> **Exercise goal**: Copy every line of the material below word for word, leaving out the pictures.
━━━━
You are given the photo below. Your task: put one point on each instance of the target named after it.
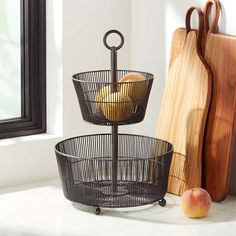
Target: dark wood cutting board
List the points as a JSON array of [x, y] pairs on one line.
[[220, 54]]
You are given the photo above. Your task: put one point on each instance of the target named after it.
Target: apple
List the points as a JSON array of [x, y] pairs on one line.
[[117, 107], [135, 86], [101, 94], [195, 203]]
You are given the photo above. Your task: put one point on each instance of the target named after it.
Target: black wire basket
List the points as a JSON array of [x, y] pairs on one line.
[[140, 175], [125, 105], [114, 170]]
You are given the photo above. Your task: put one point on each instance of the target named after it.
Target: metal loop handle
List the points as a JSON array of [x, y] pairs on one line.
[[113, 32]]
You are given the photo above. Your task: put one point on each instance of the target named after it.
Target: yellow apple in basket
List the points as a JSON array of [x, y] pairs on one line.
[[101, 94], [135, 86], [117, 107]]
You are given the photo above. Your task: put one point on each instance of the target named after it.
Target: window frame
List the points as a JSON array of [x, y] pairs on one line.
[[33, 73]]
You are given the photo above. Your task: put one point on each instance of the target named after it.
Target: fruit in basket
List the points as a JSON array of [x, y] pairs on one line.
[[101, 94], [195, 202], [117, 107], [135, 86]]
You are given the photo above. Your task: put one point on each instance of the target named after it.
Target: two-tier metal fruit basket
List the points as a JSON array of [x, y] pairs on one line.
[[114, 170]]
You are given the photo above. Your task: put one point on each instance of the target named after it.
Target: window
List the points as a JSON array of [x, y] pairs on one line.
[[30, 114]]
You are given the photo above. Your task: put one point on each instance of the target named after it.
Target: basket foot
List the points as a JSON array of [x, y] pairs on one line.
[[97, 210], [162, 202]]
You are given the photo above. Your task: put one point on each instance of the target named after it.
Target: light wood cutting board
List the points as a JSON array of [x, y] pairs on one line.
[[184, 109], [220, 54]]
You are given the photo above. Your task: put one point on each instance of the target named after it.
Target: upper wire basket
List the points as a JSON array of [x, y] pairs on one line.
[[104, 102]]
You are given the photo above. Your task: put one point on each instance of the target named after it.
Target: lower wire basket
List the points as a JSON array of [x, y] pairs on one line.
[[87, 170]]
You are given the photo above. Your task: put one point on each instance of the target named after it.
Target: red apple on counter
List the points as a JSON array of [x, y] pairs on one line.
[[195, 202]]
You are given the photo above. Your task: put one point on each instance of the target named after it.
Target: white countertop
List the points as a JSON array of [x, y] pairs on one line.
[[41, 209]]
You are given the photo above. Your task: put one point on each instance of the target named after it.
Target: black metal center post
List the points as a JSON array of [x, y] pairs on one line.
[[113, 90]]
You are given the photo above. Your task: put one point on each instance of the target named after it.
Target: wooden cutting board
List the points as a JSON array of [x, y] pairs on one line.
[[220, 54], [184, 109]]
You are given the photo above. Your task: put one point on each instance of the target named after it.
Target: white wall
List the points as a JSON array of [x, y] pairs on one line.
[[10, 61], [152, 25]]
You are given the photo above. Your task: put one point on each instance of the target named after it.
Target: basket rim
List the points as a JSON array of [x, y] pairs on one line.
[[92, 82], [120, 134]]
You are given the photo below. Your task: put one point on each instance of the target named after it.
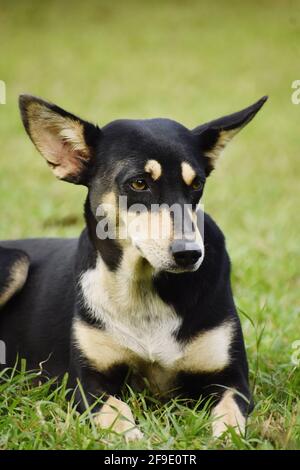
━━━━
> **Problem solution**:
You are given the photo below. Your task: put one point on each instance of the target named after it.
Target: dark wood cutting board
List the points as a JSON array of [x, y] pairs on one line.
[[220, 54]]
You are given the photo above. Your task: put one point on each instance of the target named after it.
Target: apple
List the points as a JSON array of [x, y] pairs on one line.
[[117, 107], [135, 86], [101, 94], [195, 203]]
You are given the photo above. Your task: put one point on each instance of the target named after it.
Target: black wire basket
List the points as a JSON array of [x, y] pairs on one line.
[[140, 175], [125, 105], [114, 170]]
You are given the photo above. Your task: put one point on each instance of the target named after it.
Target: metal loop handle
List the points as a JSON array of [x, y] pairs on one line.
[[113, 32]]
You are given the photo above. Your task: put one point on each instance of the target named after it.
Target: yellow apple in basket
List the points as a JSON array of [x, y] pairs on one line.
[[101, 94], [135, 86], [117, 107]]
You are given the photo above. Your task: put one point on each instance of the target named after it.
Target: window frame
List the points as a JSON array of [x, y] pairs on one line.
[[33, 73]]
You are given the photo above. Your task: put one point on each instance of the target named after it.
Target: fruit in basket
List the points as a JSON array of [x, y] pairs on one line.
[[101, 94], [195, 202], [117, 107], [135, 86]]
You are given the photo above. Your task: put one point on each instance of the target named after it.
Target: two-tier metal fruit basket
List the points as a JSON array of [x, y] pairs on one line.
[[114, 170]]
You are given the photo above. Your task: put one point on each instance of the target named after it.
Target: window
List the points as a JSON array of [x, y] pairs on one line.
[[30, 114]]
You are given the photo above. Your task: put one point on each instance of the target named after it.
Target: basket foot
List the points as a JSON array of [x, y] pairs on one line.
[[97, 210], [162, 202]]
You are given the photo above. Your task: put one point on each instance of the target named after it.
Target: light wood cutting board
List the points as a JSON array of [x, y] pairs on one line.
[[184, 109], [220, 54]]
You are given the photo above. Your task: put one point on each instance of the target named after it.
Target: upper wire basket
List the points as a JSON array of [x, y] pairs on one line.
[[104, 102]]
You are given the photo above. Your task: put one point on each instance of the target named after it.
Target: lower wire basket
List the points as a JSON array of [x, y] pairs on one line.
[[87, 170]]
You are given the photo above. Your task: put one point on each instance of the target named after it.
Target: red apple on counter
List the points as a JSON array of [x, y] pairs on one line.
[[195, 202]]
You are given the photo above. Your task: put one point on each instance of the target named after it.
Target: white countertop
List the points as a JSON array of [x, y] pairs on one line.
[[41, 209]]
You are given the photo above. Your task: put one point on each instance of the target named after it.
Target: black metal center post
List the points as a JSON array of [x, y] pairs on one line.
[[113, 90]]
You are given the photo above. Your task: put one point on each instance of the target named after it.
Target: wooden cutting board
List the points as a JSON array of [x, y] pairs on one line.
[[220, 54], [184, 109]]
You are given the photo above. Your task: put one point on each instance of the target named after it.
Target: white wall
List the points as a JSON array of [x, y] pairs on one line.
[[10, 61], [152, 25]]
You are given the photo above. Your task: put one point on each instance of the target named after it.
Target: basket rim
List the points as a JSON array of [x, y] pairs on one line.
[[92, 82], [120, 134]]
You are given the photo below. Your task: put one point on each instance of the target named after it.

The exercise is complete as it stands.